◆ **Problem to solve**: In the goat forum thread below, please say what nickname the family gave the buckling.

◆ **Page extract**:
■ ■ ■ ■

# Diamond kidded! Buck/doe twins!



## logansmommy7 (Nov 11, 2009)

So, it has been a few days, but we have been having a crazy week here. Diamond kidded Monday night with beautiful buck/doe twins. The buck was first and was just slightly malpositioned, but with help (Thank you again Stacey-you are a lifesaver!) we got them both out safely. Here are some pics. The buckling will be wethered and will be for sale, please contact me if you are interested. 

The doeling, will be retained. Hawks View Farm LucyintheSky

We've been calling the little guy Yoda-he has a 'Y' on his side...CUTE!

The pics are when they are brand new so they have 'unfolded' quite a bit since then and are we are quite proud of them!


----------



## freedomstarfarm (Mar 25, 2011)

Sooo cute! Congrats!!


----------



## helmstead (Oct 2, 2008)

:stars:


----------



## maple hill farm tina (Mar 14, 2010)

Adorable, Hunter! So glad everything went well...


----------



## mommaB (Oct 1, 2009)

Very cute! Congrats!!


----------



## toth boer goats (Jul 20, 2008)

Adorable ....congrats... :hi5: :thumb:


----------



## liz (Oct 5, 2007)

Awwwwwwwww  Congrats on such adorable babies!! :leap:


----------



## RowdyKidz (Apr 2, 2009)

Beautiful! 

And that definitely looks like a Y on the buckling! How neat!


----------



## Randi (Apr 22, 2011)

:lovey:


----------



## jberter (Jan 21, 2010)

■ ■ ■ ■

◆ **Stored rows**:
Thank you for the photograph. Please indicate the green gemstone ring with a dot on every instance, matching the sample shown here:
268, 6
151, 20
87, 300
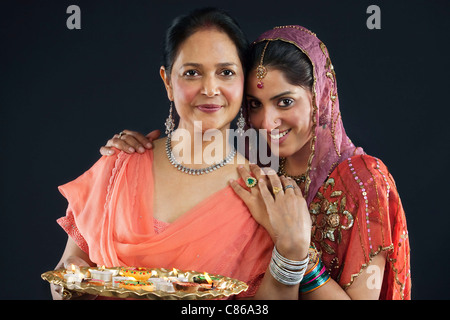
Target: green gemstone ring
250, 182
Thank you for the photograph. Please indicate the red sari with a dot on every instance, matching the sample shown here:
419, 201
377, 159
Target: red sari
357, 214
354, 204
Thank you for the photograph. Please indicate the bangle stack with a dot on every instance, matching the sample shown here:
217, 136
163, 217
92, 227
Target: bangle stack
285, 271
316, 277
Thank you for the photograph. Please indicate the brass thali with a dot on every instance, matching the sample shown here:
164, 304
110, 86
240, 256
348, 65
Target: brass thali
225, 286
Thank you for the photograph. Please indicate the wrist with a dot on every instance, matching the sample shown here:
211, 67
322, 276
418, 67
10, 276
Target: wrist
294, 249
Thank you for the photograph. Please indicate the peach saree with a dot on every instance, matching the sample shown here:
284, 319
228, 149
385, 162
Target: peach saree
110, 217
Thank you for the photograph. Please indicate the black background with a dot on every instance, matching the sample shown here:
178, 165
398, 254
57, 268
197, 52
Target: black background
65, 92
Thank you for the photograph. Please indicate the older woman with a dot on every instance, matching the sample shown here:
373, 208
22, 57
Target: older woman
158, 210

■ ■ ■ ■

◆ **Response to this exercise**: Yoda